◆ Given records:

···

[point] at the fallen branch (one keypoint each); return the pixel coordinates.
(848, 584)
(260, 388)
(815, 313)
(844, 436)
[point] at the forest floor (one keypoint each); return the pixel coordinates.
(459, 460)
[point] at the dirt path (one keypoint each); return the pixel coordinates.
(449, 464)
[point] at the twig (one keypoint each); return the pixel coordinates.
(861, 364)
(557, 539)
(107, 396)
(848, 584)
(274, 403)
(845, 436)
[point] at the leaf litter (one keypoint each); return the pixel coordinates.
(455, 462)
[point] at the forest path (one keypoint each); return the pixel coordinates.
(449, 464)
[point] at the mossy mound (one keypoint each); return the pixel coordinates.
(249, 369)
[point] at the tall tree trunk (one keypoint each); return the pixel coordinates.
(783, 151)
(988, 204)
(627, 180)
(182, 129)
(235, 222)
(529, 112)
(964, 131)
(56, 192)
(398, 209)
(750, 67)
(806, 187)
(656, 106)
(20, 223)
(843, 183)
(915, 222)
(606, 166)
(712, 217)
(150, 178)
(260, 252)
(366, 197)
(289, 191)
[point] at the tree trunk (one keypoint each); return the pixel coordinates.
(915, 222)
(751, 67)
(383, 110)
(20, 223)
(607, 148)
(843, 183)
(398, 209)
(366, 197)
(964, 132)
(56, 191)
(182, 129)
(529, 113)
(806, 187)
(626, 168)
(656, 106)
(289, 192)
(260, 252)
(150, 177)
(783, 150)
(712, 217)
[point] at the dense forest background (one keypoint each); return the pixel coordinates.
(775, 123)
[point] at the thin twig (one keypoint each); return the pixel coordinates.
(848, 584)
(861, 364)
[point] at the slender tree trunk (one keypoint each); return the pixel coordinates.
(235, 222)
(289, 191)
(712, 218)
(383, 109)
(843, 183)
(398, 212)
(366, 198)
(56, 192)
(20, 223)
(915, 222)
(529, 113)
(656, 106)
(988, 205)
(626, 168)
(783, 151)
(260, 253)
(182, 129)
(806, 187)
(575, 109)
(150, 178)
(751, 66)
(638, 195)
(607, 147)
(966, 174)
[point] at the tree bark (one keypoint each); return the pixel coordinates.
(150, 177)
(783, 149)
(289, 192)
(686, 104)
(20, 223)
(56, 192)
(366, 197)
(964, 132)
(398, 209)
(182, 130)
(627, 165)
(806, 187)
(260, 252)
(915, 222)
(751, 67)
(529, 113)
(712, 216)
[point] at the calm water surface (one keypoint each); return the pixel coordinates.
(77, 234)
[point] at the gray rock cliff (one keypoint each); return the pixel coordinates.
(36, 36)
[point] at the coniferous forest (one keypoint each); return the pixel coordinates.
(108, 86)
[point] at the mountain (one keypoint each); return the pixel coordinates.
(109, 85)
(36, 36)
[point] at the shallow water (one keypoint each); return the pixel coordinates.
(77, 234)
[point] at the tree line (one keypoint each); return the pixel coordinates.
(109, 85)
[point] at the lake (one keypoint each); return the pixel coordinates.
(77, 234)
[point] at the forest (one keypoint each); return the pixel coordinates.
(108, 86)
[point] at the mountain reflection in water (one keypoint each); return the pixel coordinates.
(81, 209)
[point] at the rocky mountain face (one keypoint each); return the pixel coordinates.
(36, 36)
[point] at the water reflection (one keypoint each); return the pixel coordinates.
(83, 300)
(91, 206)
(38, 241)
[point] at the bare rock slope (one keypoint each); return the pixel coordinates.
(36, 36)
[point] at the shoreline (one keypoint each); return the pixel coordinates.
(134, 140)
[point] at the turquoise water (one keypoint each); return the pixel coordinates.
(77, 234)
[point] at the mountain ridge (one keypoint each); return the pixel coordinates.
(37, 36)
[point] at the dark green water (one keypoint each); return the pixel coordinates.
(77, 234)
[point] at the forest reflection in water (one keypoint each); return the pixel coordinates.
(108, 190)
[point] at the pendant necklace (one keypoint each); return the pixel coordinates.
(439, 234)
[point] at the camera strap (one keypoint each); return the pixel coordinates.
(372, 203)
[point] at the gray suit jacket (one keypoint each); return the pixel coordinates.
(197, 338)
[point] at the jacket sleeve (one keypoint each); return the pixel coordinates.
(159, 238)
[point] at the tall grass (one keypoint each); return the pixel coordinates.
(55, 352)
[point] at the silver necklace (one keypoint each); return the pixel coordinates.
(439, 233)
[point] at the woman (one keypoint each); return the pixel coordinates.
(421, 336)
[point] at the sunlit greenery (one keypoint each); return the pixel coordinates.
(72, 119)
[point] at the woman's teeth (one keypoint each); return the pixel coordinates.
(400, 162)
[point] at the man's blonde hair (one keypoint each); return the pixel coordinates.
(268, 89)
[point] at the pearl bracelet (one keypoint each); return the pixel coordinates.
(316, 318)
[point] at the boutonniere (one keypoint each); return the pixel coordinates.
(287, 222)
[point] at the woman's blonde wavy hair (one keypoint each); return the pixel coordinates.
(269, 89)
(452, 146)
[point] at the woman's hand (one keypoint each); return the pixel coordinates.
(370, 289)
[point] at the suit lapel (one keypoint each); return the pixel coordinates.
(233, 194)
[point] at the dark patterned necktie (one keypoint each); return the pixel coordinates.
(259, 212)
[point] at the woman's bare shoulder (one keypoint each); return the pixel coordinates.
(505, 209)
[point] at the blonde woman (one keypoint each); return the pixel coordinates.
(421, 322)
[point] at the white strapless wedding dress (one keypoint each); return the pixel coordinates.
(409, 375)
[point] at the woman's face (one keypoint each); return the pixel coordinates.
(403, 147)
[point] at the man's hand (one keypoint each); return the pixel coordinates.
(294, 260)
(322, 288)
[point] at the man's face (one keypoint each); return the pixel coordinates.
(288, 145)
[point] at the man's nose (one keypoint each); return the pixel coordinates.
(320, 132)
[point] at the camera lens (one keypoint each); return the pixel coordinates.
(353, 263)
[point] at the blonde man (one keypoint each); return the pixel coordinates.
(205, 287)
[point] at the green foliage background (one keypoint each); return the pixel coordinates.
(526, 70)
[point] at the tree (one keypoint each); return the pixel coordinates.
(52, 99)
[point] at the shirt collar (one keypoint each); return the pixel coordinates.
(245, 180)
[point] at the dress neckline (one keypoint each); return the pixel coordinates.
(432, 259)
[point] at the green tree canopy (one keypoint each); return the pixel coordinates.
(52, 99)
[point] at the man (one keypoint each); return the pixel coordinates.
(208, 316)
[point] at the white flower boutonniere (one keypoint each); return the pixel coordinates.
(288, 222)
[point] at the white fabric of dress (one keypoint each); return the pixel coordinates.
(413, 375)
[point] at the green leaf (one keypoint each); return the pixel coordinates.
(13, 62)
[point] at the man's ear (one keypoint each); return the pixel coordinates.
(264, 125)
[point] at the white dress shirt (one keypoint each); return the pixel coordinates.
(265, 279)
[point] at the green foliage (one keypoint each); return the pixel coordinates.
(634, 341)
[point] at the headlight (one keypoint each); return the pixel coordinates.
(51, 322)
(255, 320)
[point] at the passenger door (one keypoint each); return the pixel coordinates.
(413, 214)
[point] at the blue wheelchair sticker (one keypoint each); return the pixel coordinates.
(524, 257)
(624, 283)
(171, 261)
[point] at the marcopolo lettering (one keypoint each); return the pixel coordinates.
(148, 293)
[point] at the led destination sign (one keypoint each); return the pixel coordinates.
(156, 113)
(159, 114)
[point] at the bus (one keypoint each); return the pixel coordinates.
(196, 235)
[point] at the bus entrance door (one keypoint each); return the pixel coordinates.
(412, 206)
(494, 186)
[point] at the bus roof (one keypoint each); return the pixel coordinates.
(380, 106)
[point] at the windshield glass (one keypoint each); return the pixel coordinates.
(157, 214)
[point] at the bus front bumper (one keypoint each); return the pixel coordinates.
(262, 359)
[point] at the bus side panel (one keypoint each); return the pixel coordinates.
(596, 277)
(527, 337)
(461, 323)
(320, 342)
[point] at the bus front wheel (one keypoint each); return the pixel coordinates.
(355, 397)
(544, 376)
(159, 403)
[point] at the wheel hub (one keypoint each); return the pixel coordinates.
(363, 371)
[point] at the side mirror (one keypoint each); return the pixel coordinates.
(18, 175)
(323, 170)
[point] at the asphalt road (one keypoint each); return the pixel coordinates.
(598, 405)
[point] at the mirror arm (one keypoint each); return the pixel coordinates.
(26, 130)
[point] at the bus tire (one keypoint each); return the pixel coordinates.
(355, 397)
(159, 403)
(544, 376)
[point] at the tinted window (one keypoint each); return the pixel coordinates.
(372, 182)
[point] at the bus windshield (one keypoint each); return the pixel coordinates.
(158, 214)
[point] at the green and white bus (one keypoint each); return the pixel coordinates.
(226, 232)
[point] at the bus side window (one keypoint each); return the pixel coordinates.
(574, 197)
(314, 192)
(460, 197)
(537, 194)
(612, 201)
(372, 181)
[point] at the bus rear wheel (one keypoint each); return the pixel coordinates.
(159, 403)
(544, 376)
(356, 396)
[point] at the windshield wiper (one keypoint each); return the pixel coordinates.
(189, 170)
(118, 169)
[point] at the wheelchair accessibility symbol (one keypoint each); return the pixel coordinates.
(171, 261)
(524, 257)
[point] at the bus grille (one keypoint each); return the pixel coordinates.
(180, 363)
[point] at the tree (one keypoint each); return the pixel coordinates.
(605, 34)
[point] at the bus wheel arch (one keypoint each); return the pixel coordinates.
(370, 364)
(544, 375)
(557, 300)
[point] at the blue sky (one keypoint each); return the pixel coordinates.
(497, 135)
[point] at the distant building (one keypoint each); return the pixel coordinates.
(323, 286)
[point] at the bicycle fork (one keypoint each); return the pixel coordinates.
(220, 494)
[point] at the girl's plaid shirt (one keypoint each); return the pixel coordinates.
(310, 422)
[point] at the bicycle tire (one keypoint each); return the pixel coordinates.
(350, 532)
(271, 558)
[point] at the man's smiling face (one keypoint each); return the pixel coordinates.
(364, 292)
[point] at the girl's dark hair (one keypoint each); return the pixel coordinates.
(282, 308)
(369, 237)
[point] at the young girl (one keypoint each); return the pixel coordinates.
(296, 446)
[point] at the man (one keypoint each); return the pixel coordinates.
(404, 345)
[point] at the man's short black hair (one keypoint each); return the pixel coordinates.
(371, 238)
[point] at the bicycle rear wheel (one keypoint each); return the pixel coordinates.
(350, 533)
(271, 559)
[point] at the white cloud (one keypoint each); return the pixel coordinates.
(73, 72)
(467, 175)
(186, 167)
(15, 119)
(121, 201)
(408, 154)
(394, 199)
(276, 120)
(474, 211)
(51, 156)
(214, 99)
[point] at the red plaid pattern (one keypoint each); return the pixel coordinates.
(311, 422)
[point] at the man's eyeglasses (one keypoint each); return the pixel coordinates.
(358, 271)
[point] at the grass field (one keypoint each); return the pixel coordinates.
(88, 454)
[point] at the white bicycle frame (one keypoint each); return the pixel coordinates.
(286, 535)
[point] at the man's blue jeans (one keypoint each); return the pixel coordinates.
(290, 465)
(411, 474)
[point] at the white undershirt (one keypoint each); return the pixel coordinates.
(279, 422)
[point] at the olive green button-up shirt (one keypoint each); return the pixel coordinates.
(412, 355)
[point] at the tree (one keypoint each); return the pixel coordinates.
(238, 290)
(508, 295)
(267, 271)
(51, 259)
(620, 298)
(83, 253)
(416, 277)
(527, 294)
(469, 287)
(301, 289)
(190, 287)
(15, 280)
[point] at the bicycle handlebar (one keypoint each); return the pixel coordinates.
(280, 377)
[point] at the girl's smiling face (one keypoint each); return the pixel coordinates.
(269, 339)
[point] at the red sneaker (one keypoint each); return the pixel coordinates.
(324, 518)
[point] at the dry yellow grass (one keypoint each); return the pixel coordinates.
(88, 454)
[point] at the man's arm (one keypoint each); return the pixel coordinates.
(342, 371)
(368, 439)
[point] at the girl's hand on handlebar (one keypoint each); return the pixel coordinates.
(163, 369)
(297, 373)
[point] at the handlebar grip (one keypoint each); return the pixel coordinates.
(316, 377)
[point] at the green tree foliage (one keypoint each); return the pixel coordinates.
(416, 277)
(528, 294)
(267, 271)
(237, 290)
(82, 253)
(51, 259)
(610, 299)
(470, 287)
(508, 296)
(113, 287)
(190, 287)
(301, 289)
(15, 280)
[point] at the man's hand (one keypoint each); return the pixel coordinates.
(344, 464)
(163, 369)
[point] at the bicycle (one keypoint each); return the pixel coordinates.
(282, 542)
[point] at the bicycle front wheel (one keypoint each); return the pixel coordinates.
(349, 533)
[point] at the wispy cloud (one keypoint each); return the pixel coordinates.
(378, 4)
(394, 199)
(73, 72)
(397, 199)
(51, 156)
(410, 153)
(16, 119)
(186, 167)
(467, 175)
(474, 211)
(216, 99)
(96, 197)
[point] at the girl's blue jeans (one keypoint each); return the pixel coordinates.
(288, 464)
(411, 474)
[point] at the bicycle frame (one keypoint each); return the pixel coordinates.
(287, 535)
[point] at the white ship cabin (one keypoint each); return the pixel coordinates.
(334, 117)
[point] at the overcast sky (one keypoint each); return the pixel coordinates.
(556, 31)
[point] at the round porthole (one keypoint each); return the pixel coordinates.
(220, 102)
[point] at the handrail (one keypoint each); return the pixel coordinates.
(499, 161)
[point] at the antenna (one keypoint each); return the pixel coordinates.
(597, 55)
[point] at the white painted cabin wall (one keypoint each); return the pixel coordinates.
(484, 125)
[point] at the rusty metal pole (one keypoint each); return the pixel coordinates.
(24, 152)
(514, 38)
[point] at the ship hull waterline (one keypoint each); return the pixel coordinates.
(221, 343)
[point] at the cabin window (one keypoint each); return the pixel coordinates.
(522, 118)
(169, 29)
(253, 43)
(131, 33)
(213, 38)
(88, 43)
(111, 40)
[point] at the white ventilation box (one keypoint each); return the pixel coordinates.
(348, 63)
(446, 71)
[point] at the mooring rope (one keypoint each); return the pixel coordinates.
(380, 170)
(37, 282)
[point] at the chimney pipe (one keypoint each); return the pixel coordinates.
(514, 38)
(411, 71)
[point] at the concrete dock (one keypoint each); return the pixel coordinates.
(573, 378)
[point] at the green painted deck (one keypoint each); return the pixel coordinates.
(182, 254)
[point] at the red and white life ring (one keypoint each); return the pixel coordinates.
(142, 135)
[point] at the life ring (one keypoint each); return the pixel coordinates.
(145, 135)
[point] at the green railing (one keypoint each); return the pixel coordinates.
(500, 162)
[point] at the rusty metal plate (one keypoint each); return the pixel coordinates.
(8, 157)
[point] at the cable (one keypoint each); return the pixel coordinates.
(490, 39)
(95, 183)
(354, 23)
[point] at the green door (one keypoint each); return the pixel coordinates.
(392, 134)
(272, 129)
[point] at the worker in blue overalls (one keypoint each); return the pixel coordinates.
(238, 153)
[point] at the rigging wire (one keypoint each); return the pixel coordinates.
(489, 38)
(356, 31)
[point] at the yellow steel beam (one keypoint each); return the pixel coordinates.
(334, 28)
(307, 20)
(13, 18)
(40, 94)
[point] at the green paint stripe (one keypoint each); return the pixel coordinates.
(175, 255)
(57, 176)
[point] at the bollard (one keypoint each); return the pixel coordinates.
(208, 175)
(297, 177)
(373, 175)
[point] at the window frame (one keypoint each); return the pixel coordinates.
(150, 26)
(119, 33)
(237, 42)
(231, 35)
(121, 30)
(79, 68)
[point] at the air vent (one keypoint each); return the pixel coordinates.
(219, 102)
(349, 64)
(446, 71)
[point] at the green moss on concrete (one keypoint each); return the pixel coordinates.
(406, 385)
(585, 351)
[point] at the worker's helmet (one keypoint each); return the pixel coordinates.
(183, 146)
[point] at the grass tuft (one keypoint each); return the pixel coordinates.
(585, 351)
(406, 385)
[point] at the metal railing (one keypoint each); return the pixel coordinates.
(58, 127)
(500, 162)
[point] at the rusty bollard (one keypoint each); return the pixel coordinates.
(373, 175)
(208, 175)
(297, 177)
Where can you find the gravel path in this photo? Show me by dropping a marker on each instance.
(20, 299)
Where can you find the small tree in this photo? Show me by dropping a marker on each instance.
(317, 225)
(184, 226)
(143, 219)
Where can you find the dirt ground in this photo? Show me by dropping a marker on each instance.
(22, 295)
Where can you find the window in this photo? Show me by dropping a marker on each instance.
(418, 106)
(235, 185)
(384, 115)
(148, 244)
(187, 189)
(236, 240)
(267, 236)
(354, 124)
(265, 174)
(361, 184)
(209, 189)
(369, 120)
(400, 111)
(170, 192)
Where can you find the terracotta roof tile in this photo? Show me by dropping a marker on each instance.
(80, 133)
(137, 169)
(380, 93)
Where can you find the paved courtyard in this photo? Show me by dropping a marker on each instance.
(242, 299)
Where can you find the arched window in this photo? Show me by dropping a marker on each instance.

···

Extract, verbatim, the lines from the one containing "[point] at the green paint stripe" through the last line of the listing above.

◆ The response:
[point] at the green paint stripe (one keypoint each); return the pixel coordinates.
(175, 255)
(57, 176)
[point] at the bollard (one keypoint each); return the pixel coordinates.
(208, 175)
(297, 177)
(373, 175)
[point] at the window frame (one keypoint each); return the pixel coordinates.
(150, 26)
(119, 33)
(237, 42)
(231, 35)
(121, 30)
(79, 68)
[point] at the air vent (one keypoint each); return the pixel coordinates.
(219, 102)
(349, 64)
(446, 71)
[point] at the green moss on concrete (one keypoint each); return the pixel coordinates.
(406, 385)
(585, 351)
[point] at the worker's helmet (one keypoint each); return the pixel coordinates.
(183, 146)
[point] at the grass tuft (one keypoint each); return the pixel coordinates.
(585, 351)
(406, 385)
[point] at the metal railing (one keypoint each); return the pixel coordinates.
(58, 127)
(500, 162)
[point] at the rusty bollard (one keypoint each); return the pixel coordinates.
(373, 175)
(208, 175)
(297, 177)
Where can you find the gravel path in this photo? Show me by dropping a marker on each instance.
(20, 299)
Where can you find the small tree in this photo? Show me by dropping a marker on each instance.
(317, 225)
(184, 226)
(143, 219)
Where can you find the dirt ground in this photo? Show me by dropping a marker on each instance.
(22, 295)
Where can you find the window in this photo? Show me by dropping a marker on each instance.
(418, 106)
(235, 185)
(384, 115)
(148, 244)
(187, 189)
(236, 240)
(267, 236)
(354, 124)
(265, 174)
(361, 184)
(209, 189)
(369, 120)
(400, 111)
(170, 192)
Where can you find the terracotta roof tile in this photo? Show me by dropping a marker on each instance.
(80, 133)
(137, 169)
(380, 93)
Where can you find the paved courtyard in this photo? Show me by dropping a marker on each instance.
(242, 299)
Where can you find the arched window in this photo? Show me by dropping a marker on each instance.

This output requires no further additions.